> WHAT IS ASKED
Copy out every line of the records below, requests included, but shift each number in the answers up by 118, meaning every viewBox value and every path coordinate. Leave the pictures out.

==== RECORD LIST

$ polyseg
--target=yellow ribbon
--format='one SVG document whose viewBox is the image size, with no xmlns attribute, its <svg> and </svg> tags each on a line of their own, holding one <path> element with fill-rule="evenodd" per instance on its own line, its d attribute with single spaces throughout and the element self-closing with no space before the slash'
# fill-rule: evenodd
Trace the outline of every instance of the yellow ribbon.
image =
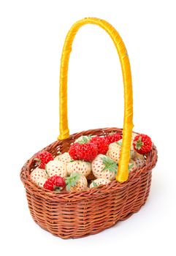
<svg viewBox="0 0 176 256">
<path fill-rule="evenodd" d="M 107 21 L 96 18 L 86 18 L 76 22 L 69 31 L 63 48 L 60 69 L 60 135 L 58 140 L 69 137 L 67 118 L 67 73 L 69 60 L 74 38 L 78 29 L 85 24 L 95 24 L 104 29 L 112 38 L 117 49 L 123 73 L 124 86 L 124 119 L 123 143 L 116 180 L 126 181 L 129 177 L 129 162 L 133 129 L 133 93 L 130 63 L 125 45 L 118 31 Z"/>
</svg>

========

> THE SOLUTION
$ polyseg
--target=yellow ribbon
--format='one SVG document whose viewBox is the image size, with no xmlns attribute, its <svg> and </svg> tags each on a line of their own, holding one <path> element with fill-rule="evenodd" per instance on its own line, its d attribute with single spaces throughout and the element self-closing with no space before the slash'
# fill-rule: evenodd
Trace the outline of every instance of the yellow ribbon.
image =
<svg viewBox="118 118 294 374">
<path fill-rule="evenodd" d="M 225 139 L 214 136 L 204 136 L 194 140 L 187 149 L 181 166 L 178 187 L 178 253 L 176 258 L 187 255 L 185 236 L 185 191 L 187 178 L 192 156 L 196 147 L 203 142 L 213 142 L 222 147 L 230 156 L 235 167 L 241 191 L 242 204 L 242 237 L 241 261 L 234 298 L 244 299 L 247 295 L 247 280 L 251 247 L 251 211 L 248 181 L 243 163 L 236 149 Z"/>
</svg>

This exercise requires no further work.